Stored entries
-=-=-=-=-

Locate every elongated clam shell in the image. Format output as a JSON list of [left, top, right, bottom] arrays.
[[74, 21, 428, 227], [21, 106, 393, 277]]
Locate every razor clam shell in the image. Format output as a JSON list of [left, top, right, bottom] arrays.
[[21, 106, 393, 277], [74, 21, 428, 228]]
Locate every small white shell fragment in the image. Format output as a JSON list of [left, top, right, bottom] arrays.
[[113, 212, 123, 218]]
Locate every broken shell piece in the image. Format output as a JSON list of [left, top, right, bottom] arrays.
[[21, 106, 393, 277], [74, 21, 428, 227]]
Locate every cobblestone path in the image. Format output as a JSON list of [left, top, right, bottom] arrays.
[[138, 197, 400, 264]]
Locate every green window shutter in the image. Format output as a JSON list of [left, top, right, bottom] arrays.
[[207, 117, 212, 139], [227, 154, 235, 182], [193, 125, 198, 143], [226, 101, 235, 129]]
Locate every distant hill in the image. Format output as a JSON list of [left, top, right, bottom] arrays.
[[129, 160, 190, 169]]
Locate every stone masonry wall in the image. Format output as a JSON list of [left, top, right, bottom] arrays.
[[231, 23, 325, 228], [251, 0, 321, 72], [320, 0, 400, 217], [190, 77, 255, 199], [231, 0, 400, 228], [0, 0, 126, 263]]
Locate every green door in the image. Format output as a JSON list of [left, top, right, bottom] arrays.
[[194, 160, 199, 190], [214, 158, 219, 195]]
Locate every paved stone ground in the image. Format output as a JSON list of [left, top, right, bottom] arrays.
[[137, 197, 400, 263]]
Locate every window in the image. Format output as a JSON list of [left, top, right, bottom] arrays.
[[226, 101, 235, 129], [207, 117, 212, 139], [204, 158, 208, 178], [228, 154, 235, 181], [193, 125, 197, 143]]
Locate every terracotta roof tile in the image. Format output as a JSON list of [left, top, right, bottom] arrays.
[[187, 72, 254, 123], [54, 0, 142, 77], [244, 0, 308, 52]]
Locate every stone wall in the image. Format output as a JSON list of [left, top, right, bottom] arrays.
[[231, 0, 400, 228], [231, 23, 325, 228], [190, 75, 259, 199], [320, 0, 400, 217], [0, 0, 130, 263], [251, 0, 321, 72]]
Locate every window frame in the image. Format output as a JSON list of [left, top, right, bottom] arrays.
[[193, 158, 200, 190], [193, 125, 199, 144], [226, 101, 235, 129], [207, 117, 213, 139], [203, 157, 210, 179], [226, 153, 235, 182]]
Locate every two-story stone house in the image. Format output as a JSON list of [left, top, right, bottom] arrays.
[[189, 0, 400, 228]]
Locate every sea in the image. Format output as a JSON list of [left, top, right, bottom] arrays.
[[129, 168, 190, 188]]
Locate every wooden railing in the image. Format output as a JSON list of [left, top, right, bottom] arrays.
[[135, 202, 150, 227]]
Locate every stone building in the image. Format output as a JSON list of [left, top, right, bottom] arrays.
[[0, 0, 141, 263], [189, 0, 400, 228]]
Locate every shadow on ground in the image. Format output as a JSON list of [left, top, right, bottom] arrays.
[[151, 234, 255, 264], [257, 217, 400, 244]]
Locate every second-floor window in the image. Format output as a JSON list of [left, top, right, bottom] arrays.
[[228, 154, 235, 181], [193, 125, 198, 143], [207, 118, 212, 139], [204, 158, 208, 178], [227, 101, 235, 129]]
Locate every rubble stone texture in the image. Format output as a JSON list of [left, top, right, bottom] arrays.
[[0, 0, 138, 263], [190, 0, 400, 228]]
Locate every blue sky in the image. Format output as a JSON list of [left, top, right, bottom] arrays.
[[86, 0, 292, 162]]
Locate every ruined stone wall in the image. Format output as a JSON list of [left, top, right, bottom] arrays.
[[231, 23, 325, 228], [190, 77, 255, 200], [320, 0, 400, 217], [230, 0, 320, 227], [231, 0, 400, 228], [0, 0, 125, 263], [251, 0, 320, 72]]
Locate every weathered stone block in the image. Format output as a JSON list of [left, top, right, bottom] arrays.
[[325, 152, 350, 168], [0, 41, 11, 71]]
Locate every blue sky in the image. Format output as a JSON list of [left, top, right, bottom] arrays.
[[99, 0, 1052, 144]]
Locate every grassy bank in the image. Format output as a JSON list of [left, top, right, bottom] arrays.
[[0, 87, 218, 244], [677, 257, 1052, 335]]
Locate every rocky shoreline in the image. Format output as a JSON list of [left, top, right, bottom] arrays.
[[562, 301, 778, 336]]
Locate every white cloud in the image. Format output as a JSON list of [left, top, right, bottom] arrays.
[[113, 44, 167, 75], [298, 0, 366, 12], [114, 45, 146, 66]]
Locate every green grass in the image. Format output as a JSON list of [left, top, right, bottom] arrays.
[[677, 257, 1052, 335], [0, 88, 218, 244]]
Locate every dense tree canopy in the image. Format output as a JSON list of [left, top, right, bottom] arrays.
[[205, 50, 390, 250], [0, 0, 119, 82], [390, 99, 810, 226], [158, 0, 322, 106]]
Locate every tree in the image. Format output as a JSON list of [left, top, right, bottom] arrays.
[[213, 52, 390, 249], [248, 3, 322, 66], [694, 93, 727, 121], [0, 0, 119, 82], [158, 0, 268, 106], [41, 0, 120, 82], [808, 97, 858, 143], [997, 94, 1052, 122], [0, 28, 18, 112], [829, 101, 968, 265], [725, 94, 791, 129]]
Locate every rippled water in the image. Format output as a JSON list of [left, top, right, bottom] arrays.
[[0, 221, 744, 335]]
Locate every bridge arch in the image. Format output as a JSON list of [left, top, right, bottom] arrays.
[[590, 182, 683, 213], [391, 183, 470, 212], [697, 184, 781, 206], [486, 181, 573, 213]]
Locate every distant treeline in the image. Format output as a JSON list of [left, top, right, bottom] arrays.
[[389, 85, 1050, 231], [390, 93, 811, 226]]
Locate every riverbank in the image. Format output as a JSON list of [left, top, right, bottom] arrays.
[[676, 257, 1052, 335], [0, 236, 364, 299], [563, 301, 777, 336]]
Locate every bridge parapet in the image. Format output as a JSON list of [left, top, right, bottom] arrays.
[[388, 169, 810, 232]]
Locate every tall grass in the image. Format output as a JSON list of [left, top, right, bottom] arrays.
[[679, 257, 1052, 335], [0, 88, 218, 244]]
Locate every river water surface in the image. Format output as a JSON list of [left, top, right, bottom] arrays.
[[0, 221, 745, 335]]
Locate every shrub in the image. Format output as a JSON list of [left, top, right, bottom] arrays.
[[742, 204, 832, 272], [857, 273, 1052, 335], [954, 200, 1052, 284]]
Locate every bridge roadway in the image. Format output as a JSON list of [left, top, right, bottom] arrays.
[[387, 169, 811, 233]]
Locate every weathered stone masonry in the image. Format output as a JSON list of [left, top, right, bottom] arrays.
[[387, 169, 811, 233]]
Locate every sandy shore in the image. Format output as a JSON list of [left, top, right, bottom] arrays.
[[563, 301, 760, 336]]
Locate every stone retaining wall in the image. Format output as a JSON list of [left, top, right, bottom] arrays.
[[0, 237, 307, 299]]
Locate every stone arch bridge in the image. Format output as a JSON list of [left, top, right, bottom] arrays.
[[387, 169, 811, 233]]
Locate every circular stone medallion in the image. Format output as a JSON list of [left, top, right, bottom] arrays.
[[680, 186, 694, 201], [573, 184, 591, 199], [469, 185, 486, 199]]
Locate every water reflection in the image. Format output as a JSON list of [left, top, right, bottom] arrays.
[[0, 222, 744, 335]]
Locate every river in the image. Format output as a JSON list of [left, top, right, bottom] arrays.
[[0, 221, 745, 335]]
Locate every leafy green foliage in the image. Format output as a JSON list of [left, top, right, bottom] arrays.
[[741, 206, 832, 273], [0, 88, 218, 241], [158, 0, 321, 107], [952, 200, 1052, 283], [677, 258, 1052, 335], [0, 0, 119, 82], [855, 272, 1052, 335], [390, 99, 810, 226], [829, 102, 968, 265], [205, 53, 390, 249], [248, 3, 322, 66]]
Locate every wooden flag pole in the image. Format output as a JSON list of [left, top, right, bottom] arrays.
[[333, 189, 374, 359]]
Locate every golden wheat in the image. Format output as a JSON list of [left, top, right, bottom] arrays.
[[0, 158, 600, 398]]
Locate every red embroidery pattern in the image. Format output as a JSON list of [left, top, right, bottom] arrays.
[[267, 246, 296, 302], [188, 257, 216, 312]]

-=-=-=-=-

Brief:
Copy out the records from the first line through the line that contains "0, 126, 263]]", both ends included.

Completed task:
Locate every elongated clam shell in the image. Format output as a JSON list of [left, top, right, bottom] arrays.
[[74, 21, 428, 227], [21, 106, 393, 277]]
Locate every razor clam shell in the image. Format output as a JSON list of [left, top, right, bottom] arrays.
[[21, 106, 393, 277], [74, 21, 428, 228]]
Locate every small white shell fragment in the image. Format output as a JSON list of [left, top, right, bottom] arrays.
[[113, 212, 123, 218]]
Locate every broken shell piece in the image. Format output as a JSON list of [left, top, right, bottom] arrays.
[[21, 106, 393, 277], [74, 21, 428, 227]]
Locate every cobblestone path in the image. Format output as a JSON list of [left, top, right, bottom] arrays.
[[138, 197, 400, 264]]
Locate every green window shutter in the image. Format output as a JSON list of [left, top, right, bottom] arrays.
[[207, 117, 212, 139], [227, 154, 235, 182], [193, 125, 198, 143], [226, 101, 235, 129]]
Locate every distant hill in the image. Format output as a JSON list of [left, top, right, bottom] arrays.
[[129, 160, 190, 169]]
Locate every stone masonry wall in the image. Format output as a JSON list of [left, top, right, bottom] arrays.
[[231, 23, 325, 228], [251, 0, 321, 72], [320, 0, 400, 217], [190, 77, 255, 199], [231, 0, 400, 228], [0, 0, 126, 263]]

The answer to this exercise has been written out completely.